TASK TO COMPLETE
Leave out the pictures and transcribe the rest of the records exactly.

☆ ☆ ☆ ☆ ☆ ☆ ☆

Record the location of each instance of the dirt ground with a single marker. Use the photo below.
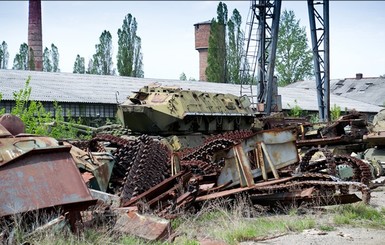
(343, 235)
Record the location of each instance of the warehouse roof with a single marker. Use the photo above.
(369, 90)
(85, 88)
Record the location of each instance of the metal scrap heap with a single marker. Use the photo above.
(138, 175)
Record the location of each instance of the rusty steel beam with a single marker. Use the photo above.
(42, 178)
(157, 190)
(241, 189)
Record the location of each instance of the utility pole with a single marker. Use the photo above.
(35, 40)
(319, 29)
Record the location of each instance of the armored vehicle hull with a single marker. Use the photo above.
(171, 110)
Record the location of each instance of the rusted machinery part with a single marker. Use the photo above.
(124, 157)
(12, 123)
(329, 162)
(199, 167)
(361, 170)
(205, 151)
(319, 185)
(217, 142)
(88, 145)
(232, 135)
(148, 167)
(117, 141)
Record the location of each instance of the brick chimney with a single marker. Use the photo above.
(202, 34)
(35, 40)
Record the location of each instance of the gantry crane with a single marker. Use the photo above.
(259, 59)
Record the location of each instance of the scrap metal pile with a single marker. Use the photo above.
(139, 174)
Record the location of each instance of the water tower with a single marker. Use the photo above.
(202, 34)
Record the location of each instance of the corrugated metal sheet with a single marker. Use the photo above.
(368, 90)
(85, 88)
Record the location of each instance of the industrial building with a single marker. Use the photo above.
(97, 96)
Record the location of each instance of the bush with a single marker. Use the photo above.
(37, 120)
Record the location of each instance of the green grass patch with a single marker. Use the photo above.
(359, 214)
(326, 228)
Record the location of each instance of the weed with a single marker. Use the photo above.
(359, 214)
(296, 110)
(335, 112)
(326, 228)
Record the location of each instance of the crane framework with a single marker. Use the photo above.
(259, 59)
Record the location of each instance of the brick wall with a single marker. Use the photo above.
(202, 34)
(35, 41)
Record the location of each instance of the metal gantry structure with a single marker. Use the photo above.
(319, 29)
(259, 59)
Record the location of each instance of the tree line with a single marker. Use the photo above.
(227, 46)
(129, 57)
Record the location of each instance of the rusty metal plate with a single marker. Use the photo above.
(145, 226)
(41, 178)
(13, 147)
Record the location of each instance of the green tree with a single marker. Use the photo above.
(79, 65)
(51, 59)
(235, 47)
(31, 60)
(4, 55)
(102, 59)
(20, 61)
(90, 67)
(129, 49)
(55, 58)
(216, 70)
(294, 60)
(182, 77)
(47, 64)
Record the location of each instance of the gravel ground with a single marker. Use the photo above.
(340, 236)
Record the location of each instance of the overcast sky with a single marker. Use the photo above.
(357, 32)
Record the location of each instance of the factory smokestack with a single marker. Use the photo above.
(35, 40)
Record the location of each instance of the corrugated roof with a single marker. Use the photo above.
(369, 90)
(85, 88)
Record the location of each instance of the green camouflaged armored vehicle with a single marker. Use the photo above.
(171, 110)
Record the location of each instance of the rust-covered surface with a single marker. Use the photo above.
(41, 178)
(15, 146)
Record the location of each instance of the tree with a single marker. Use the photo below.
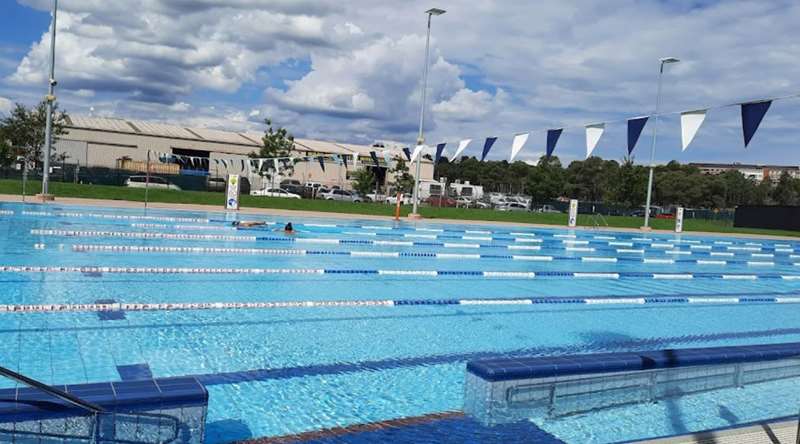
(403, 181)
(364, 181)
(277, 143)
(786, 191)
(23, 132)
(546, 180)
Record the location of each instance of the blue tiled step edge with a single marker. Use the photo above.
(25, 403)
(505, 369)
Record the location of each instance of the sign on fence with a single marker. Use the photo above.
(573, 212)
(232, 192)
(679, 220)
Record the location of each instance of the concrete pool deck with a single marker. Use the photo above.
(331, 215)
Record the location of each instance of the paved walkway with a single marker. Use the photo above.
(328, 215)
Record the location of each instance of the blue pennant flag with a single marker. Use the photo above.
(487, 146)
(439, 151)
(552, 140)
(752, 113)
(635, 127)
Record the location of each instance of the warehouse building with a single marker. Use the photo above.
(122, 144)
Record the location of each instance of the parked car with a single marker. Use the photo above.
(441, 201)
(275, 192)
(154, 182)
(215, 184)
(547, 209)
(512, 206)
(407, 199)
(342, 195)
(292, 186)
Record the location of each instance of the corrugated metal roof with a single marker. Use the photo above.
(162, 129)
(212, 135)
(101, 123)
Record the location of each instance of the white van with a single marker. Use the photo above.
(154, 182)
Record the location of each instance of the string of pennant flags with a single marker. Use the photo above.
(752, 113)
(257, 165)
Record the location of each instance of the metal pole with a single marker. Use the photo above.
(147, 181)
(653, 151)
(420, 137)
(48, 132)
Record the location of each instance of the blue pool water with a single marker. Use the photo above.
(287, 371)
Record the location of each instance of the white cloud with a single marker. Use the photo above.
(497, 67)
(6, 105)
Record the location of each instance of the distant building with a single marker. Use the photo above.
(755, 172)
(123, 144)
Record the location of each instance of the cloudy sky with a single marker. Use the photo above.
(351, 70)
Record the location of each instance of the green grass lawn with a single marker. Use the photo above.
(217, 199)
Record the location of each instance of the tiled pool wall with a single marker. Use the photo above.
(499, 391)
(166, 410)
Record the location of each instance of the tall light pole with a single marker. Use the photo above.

☆ ☆ ☆ ☆ ☆ ☆ ☆

PROBLEM SOLUTION
Record the location of each instance of the dirt ground with a single marker. Use the photo below.
(343, 235)
Record the location of each instance of the warehouse roof with a single marker. Use the photo above.
(369, 90)
(85, 88)
Record the location of each instance of the metal scrap heap with a single marker. Use the photo above.
(138, 175)
Record the location of each instance of the rusty steel beam with a single marker. Use the photo above.
(42, 178)
(157, 190)
(241, 189)
Record the location of each instance of the utility pole with a single marker. Use the photo above.
(35, 40)
(319, 29)
Record the location of each instance of the armored vehicle hull with a single marker. Use the photo above.
(171, 110)
Record the location of each instance of the rusted machinery part with a single marker. Use the photo above.
(124, 157)
(12, 123)
(329, 162)
(199, 167)
(361, 170)
(205, 151)
(319, 185)
(217, 142)
(88, 145)
(232, 135)
(148, 167)
(117, 141)
Record the location of each instance of the brick chimney with a single marker. Use the photo above.
(202, 34)
(35, 40)
Record the location of each instance of the gantry crane with a single marker. Use the photo above.
(259, 59)
Record the location of each instance of the scrap metal pile with a single marker. Use the photo above.
(139, 174)
Record the location of each instance of the water tower with a single marker. Use the photo above.
(202, 34)
Record the location of each instance of the corrugated metal sheet with a single marker. Use the photo above.
(368, 90)
(85, 88)
Record the location of each instance of the industrial building with a single marker. Use the photo above.
(97, 96)
Record the location of each instance of the bush with a single marker. Use the photo above.
(37, 120)
Record the location of each instance of the green grass patch with a single marker. Use the photo above.
(359, 214)
(326, 228)
Record the location of each instance of the weed with a single marker. Use the photo above.
(359, 214)
(296, 110)
(335, 112)
(326, 228)
Record the location of each instance of the crane framework with a single marker. Use the photo above.
(259, 59)
Record the location of each instance of the brick wall with a single marker. Use the photo above.
(202, 34)
(35, 41)
Record the location of each instance of the metal gantry structure with a single marker. Use the photo above.
(319, 29)
(259, 59)
Record the location of each instance of the tree line with a single marker. Use the photo above.
(227, 46)
(129, 57)
Record the location of each instance of the rusty metal plate with a single marker. Use the photo above.
(145, 226)
(41, 178)
(13, 147)
Record the location of each instance of the green tree with a single marker. Use the photo above.
(79, 65)
(51, 59)
(235, 47)
(31, 60)
(4, 55)
(102, 59)
(20, 61)
(90, 67)
(129, 49)
(55, 58)
(216, 70)
(294, 60)
(182, 77)
(47, 64)
Record the location of each instance of the gravel ground with a single marker. Use the photo above.
(340, 236)
Record the location of each instance of the overcast sky with a single marker. Use the photo above.
(357, 32)
Record the location of each instance of the factory smokestack with a single marker. Use the photo above.
(35, 40)
Record the location of each instance of the corrugated roof with a single marker. Use the photo above.
(369, 90)
(85, 88)
Record the location of each instance of the green camouflaged armored vehicle with a single marker. Use the photo above.
(171, 110)
Record the location of each instance of the rust-covered surface with a single marker. Use the photo above.
(41, 178)
(15, 146)
Record the location of each instance of the tree with a single marker. Use the photo below.
(403, 181)
(364, 181)
(277, 143)
(786, 191)
(23, 132)
(546, 180)
Record the location of each instance of the blue tiled step edge with a single marker. Use the photo above.
(25, 403)
(505, 369)
Record the location of each instance of the sign on fence with a single marker. Use the photo above.
(573, 212)
(232, 192)
(679, 220)
Record the location of each instance of the concrete pool deck with a single marker. Use the photo above.
(331, 215)
Record the location of each instance of the paved walkway with a single marker. Use the photo above.
(328, 215)
Record the location of each instance of the blue pennant flag with a single marker. Use the photo above.
(487, 146)
(439, 151)
(552, 140)
(752, 113)
(635, 127)
Record the location of each instance of the warehouse building with a single marker. Use the photo above.
(122, 144)
Record the location of each instance of the parked car with a single marker. Use the photo above.
(441, 201)
(275, 192)
(154, 182)
(215, 184)
(547, 209)
(512, 206)
(407, 199)
(342, 195)
(292, 186)
Record the location of each instance of the corrugated metal roof with a single marker. Use the photo above.
(162, 129)
(212, 135)
(101, 123)
Record the location of each instance of the white van with a single marker. Use the photo above.
(154, 182)
Record the location of each instance of the string of pennant flags with a single marker. Use the photo above.
(752, 113)
(257, 165)
Record the location of each instance of the metal pole with a single marker. Use the photo above.
(147, 181)
(653, 151)
(420, 137)
(48, 132)
Record the location of each instance of the blue pool water with a single marker. Use the photo above.
(287, 371)
Record the location of each instance of the white cloud with a single marker. Use the photo above.
(497, 67)
(6, 105)
Record the location of each instance of the distant building with a single marker. Use the photo above.
(755, 172)
(123, 144)
Record the location of each instance of the cloudy sky with a single marker. Use the photo above.
(351, 70)
Record the location of each instance of the green grass lawn with a single marker. Use the photo above.
(217, 199)
Record the location of each instance of the tiled pool wall with a single marker. Use the photo above.
(499, 391)
(166, 410)
Record the location of each instance of the tall light pole with a single marker. Use the photo above.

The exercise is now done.